Task brief:
Give back the full listing, character for character, with no pictures.

** Material to process follows **

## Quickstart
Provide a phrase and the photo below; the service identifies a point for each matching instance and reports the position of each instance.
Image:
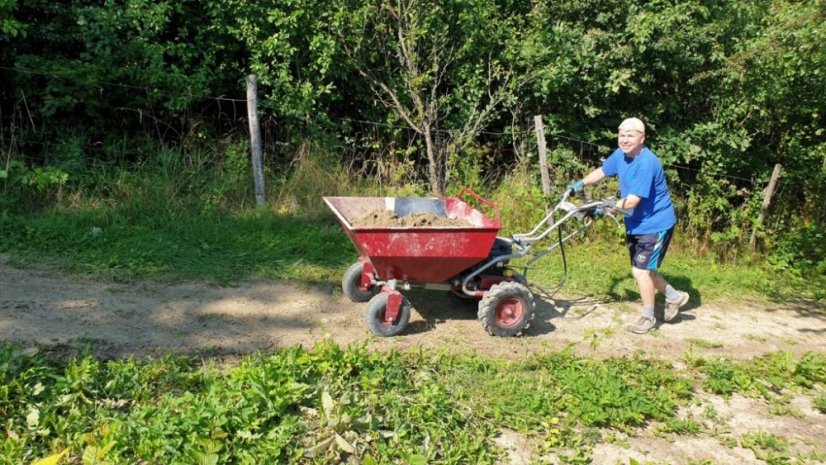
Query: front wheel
(352, 287)
(506, 309)
(376, 316)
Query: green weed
(704, 344)
(767, 447)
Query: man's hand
(576, 186)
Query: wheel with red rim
(506, 309)
(377, 319)
(351, 284)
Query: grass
(193, 218)
(330, 404)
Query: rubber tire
(350, 284)
(505, 293)
(374, 316)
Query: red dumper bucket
(424, 254)
(430, 253)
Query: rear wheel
(351, 284)
(376, 316)
(506, 309)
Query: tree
(440, 66)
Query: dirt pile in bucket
(388, 219)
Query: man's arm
(594, 177)
(630, 201)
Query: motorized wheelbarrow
(465, 257)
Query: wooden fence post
(543, 155)
(255, 140)
(767, 197)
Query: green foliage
(769, 376)
(332, 404)
(767, 447)
(727, 90)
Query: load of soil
(388, 219)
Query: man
(649, 227)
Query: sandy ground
(152, 319)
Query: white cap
(632, 124)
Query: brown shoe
(673, 308)
(642, 326)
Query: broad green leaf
(327, 404)
(52, 459)
(416, 459)
(344, 445)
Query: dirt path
(151, 319)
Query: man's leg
(646, 287)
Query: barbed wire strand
(219, 99)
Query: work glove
(576, 186)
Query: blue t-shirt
(643, 176)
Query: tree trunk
(432, 162)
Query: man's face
(631, 141)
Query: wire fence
(587, 149)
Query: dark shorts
(647, 251)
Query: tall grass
(355, 405)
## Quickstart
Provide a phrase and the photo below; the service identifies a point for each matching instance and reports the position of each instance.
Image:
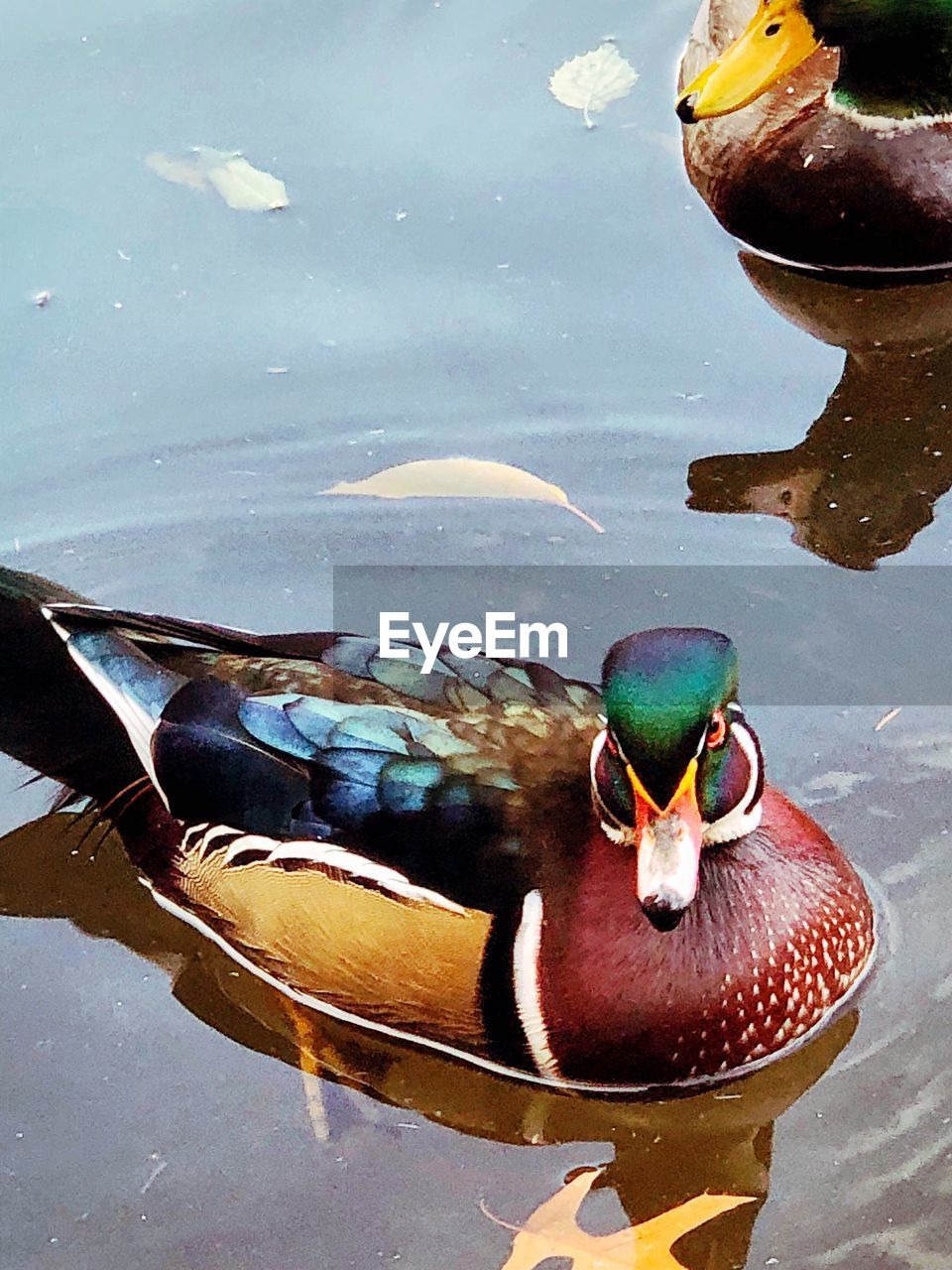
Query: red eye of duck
(717, 730)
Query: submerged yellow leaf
(553, 1230)
(592, 81)
(460, 477)
(243, 187)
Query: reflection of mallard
(472, 858)
(865, 479)
(664, 1152)
(839, 157)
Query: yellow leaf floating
(460, 477)
(592, 81)
(553, 1230)
(243, 187)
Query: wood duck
(866, 477)
(590, 888)
(820, 131)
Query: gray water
(462, 270)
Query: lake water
(462, 270)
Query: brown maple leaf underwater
(553, 1230)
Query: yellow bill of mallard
(775, 42)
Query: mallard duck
(589, 887)
(838, 146)
(866, 477)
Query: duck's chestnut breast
(780, 931)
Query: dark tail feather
(51, 719)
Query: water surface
(463, 270)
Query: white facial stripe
(612, 826)
(738, 822)
(526, 985)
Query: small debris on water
(887, 717)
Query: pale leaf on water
(460, 477)
(243, 187)
(553, 1230)
(592, 81)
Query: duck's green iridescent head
(678, 766)
(893, 56)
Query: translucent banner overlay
(809, 635)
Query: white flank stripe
(529, 998)
(137, 721)
(329, 855)
(488, 1065)
(735, 824)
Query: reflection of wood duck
(664, 1152)
(823, 134)
(474, 858)
(866, 477)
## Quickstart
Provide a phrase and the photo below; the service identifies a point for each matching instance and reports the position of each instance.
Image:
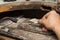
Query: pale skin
(52, 22)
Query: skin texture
(51, 21)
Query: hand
(50, 20)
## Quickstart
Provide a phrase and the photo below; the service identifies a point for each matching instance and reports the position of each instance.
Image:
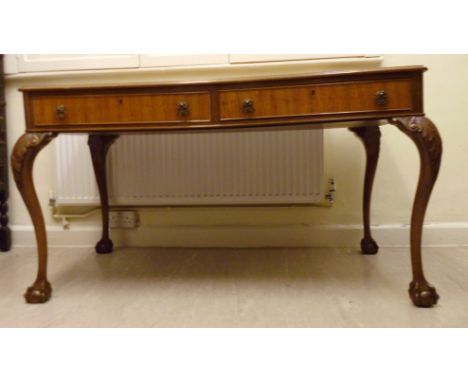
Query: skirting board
(436, 234)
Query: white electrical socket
(114, 219)
(123, 219)
(128, 219)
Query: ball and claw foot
(369, 246)
(104, 246)
(38, 293)
(423, 295)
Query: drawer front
(50, 110)
(309, 100)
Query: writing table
(359, 100)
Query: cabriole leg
(99, 145)
(370, 137)
(22, 160)
(427, 139)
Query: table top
(321, 75)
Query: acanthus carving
(25, 150)
(426, 136)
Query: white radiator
(197, 168)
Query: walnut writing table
(359, 100)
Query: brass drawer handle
(60, 112)
(183, 109)
(381, 98)
(248, 106)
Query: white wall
(446, 102)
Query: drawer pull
(60, 112)
(248, 106)
(381, 98)
(183, 109)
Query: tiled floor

** End of Material to process **

Response below:
## Quickstart
Provide a phrase and the photo below; the service identifies a point for each matching instance and reports the position of each instance.
Image:
Query: front wheel
(352, 287)
(506, 309)
(376, 316)
Query: green weed
(704, 344)
(767, 447)
Query: man's hand
(576, 186)
Query: wheel with red rim
(506, 309)
(377, 319)
(351, 284)
Query: grass
(193, 218)
(330, 404)
Query: rubber tire
(350, 284)
(505, 293)
(374, 316)
Query: red dumper bucket
(424, 254)
(430, 253)
Query: rear wheel
(351, 284)
(376, 316)
(506, 309)
Query: tree
(440, 66)
Query: dirt pile in bucket
(388, 219)
Query: man's arm
(594, 177)
(630, 201)
Query: motorized wheelbarrow
(465, 257)
Query: wooden fence post
(543, 155)
(255, 140)
(767, 197)
Query: green foliage
(769, 376)
(332, 404)
(767, 447)
(727, 90)
Query: load of soil
(388, 219)
Query: man
(649, 227)
Query: sandy ground
(152, 319)
Query: white cap
(632, 124)
Query: brown shoe
(673, 308)
(642, 326)
Query: broad green leaf
(327, 404)
(52, 459)
(416, 459)
(344, 445)
Query: dirt path
(151, 319)
Query: man's leg
(646, 287)
Query: barbed wire strand
(219, 99)
Query: work glove
(576, 186)
Query: blue t-shirt
(643, 176)
Query: tree trunk
(432, 162)
Query: man's face
(631, 141)
Query: wire fence
(587, 149)
Query: dark shorts
(647, 251)
Query: tall grass
(355, 405)
## Quickstart
Provide a phrase and the photo below; the service identifies a point for each matching instance and reports the position of each instance.
Image:
Query: red eye of duck
(717, 730)
Query: submerged yellow leaf
(553, 1230)
(592, 81)
(460, 477)
(243, 187)
Query: reflection of mallard
(472, 858)
(865, 479)
(664, 1152)
(839, 157)
Query: yellow leaf floating
(460, 477)
(592, 81)
(553, 1230)
(243, 187)
Query: wood duck
(866, 477)
(590, 888)
(820, 131)
Query: gray water
(462, 270)
Query: lake water
(462, 270)
Query: brown maple leaf underwater
(553, 1230)
Query: yellow bill of mallard
(775, 42)
Query: mallard duck
(589, 887)
(838, 146)
(866, 477)
Query: duck's chestnut breast
(780, 931)
Query: dark tail feather
(51, 719)
Query: water surface
(463, 270)
Query: white facial stripe
(612, 826)
(738, 822)
(526, 985)
Query: small debris on water
(887, 717)
Query: pale leaf on water
(460, 477)
(243, 187)
(553, 1230)
(592, 81)
Query: duck's green iridescent head
(678, 766)
(893, 56)
Query: translucent banner overlay
(809, 635)
Query: white flank stripe
(529, 998)
(137, 721)
(329, 855)
(488, 1065)
(735, 824)
Query: reflection of wood duck
(664, 1152)
(823, 134)
(474, 858)
(866, 477)
## Quickstart
Provide a phrase and the photo below; the service identifies a point for each matching instance and reports the position of each instance.
Image:
Query: pale skin
(52, 22)
Query: skin texture
(51, 21)
Query: hand
(50, 20)
## Quickstart
Provide a phrase and the photo below; the service identifies a point for each matching instance and reports the position of each instance.
Image:
Query: skirting board
(436, 234)
Query: white electrical socket
(114, 219)
(123, 219)
(128, 219)
Query: ball and claw foot
(369, 246)
(104, 246)
(38, 293)
(423, 295)
Query: drawer front
(50, 110)
(309, 100)
Query: writing table
(359, 100)
Query: cabriole leg
(99, 145)
(370, 137)
(22, 160)
(427, 139)
Query: table top
(321, 75)
Query: acanthus carving
(25, 150)
(426, 136)
Query: white radiator
(197, 168)
Query: walnut writing table
(359, 100)
Query: brass drawer handle
(60, 112)
(183, 109)
(381, 98)
(248, 106)
Query: white wall
(446, 102)
Query: drawer pull
(60, 112)
(248, 106)
(381, 98)
(183, 109)
Query: tiled floor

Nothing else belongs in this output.